**Extracted data**
-------

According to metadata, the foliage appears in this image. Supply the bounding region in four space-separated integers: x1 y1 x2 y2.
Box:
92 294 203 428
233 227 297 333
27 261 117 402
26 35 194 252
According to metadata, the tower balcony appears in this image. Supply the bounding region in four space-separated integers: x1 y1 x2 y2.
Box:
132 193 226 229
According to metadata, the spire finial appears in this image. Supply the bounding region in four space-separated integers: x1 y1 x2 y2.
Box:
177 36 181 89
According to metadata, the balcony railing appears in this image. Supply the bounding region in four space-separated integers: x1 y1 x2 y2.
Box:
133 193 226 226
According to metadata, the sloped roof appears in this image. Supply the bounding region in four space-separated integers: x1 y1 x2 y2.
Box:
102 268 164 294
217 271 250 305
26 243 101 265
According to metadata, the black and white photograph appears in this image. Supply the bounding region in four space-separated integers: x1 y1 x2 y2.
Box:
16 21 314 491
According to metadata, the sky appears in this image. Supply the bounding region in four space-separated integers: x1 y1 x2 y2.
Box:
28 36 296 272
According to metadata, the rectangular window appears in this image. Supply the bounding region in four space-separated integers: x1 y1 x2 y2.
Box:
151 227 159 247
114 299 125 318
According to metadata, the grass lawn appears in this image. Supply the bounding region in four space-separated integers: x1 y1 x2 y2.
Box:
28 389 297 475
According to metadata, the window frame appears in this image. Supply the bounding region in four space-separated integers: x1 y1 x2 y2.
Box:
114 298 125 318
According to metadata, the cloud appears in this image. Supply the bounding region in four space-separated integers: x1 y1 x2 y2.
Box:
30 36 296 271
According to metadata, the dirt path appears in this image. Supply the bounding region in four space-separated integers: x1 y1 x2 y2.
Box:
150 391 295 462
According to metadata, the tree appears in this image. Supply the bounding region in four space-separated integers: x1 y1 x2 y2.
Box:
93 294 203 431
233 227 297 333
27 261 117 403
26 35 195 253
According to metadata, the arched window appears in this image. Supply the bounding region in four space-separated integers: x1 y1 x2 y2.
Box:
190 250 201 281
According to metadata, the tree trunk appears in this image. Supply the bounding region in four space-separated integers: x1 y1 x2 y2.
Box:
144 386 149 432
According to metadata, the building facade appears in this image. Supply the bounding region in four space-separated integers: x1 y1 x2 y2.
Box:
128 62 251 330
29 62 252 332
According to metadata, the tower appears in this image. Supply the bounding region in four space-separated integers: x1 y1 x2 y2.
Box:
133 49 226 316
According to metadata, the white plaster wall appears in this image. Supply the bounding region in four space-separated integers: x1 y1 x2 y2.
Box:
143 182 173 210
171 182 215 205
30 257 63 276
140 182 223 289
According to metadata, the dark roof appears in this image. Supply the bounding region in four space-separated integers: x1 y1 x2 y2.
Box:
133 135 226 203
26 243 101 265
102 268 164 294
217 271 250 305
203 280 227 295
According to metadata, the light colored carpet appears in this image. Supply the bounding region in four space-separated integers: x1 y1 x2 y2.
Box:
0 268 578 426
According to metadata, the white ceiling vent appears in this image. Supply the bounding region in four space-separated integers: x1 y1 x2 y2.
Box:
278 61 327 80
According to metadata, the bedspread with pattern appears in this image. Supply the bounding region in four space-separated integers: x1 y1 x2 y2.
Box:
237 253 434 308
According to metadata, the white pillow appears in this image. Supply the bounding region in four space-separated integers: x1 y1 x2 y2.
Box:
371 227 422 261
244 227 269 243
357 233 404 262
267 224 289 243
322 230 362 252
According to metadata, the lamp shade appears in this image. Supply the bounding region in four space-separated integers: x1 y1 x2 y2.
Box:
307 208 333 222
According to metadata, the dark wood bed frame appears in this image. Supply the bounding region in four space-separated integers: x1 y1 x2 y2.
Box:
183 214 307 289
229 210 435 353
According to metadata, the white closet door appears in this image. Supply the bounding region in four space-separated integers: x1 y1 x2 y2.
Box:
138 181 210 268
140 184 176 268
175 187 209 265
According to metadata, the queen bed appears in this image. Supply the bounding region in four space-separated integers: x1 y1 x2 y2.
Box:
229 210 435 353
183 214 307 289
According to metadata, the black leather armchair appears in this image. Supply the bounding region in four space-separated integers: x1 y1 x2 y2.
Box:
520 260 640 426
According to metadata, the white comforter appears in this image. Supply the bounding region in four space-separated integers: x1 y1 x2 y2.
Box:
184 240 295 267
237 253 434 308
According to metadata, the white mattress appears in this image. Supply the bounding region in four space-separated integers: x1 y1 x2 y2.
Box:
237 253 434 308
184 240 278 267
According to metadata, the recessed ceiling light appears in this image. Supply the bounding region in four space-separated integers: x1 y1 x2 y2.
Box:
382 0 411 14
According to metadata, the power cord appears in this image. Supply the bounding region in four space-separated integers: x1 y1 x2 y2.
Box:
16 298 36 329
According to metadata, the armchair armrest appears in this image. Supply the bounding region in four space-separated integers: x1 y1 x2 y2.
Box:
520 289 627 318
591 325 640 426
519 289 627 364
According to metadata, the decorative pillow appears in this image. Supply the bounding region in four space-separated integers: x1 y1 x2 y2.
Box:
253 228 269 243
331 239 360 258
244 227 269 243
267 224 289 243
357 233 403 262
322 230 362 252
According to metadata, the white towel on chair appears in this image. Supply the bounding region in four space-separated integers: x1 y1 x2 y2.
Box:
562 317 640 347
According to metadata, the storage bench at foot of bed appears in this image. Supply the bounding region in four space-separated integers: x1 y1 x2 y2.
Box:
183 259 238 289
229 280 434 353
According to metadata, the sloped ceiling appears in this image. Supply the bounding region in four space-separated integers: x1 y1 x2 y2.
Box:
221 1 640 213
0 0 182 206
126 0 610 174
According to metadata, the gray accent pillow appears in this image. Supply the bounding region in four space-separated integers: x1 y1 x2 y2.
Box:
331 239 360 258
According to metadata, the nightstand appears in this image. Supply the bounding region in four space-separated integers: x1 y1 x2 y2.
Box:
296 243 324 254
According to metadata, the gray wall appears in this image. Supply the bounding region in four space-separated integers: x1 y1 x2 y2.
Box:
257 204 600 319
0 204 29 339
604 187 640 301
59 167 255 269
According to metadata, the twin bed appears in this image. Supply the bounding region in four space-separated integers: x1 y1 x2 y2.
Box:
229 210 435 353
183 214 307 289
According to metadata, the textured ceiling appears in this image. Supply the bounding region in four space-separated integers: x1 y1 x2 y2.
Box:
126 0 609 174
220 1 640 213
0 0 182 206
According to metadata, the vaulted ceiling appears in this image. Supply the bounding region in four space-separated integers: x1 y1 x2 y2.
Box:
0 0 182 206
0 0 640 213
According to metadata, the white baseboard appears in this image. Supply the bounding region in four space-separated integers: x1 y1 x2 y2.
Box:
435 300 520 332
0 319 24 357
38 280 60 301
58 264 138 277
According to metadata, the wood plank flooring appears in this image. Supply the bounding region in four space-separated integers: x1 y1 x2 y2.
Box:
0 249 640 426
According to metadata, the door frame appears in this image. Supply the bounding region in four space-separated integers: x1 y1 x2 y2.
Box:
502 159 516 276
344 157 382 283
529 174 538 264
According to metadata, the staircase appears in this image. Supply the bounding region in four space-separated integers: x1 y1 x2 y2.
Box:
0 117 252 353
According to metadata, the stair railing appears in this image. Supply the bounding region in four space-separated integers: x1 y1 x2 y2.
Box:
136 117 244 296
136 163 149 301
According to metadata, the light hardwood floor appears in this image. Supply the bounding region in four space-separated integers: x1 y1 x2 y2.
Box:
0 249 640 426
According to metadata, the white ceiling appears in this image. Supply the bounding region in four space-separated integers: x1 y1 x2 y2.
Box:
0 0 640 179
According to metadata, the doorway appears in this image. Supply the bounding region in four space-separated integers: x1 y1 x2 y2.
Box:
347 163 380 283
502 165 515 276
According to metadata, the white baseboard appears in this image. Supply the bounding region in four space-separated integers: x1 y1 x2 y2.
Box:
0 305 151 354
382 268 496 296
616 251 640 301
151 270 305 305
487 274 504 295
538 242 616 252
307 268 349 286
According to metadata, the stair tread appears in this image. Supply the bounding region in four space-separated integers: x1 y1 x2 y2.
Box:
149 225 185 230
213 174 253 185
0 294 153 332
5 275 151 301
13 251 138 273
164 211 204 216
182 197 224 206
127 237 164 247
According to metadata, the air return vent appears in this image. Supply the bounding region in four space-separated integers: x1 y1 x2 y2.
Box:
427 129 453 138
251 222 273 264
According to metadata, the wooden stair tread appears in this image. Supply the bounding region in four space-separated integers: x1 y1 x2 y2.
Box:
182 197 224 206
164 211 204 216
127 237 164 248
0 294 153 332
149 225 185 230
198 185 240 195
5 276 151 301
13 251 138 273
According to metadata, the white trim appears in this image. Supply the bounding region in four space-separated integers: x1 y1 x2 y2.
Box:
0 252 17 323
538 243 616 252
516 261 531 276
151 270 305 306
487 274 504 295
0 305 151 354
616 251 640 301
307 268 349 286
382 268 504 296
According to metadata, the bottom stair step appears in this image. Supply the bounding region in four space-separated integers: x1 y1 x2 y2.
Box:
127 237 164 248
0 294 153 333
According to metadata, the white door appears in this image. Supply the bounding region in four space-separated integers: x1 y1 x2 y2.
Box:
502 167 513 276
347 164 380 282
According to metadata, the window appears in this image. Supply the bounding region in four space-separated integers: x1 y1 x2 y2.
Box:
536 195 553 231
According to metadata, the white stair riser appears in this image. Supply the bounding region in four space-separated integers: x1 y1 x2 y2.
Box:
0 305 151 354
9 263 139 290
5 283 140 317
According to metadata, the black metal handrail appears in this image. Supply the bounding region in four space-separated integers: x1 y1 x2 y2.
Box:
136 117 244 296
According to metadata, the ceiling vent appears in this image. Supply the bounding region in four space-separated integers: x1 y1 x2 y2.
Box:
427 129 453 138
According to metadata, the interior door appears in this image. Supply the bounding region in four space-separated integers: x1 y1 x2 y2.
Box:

-------

Please copy the records starting at the line containing "According to metadata, the building" and ending at the line containing "29 62 252 332", substituting "front wall" for "building facade" and changing nothing else.

**Output of the task**
According to metadata, the front wall appears in this image. Supply the bounding region in four space-separated integers: x1 y1 x2 y2.
Box:
128 62 251 330
29 62 252 332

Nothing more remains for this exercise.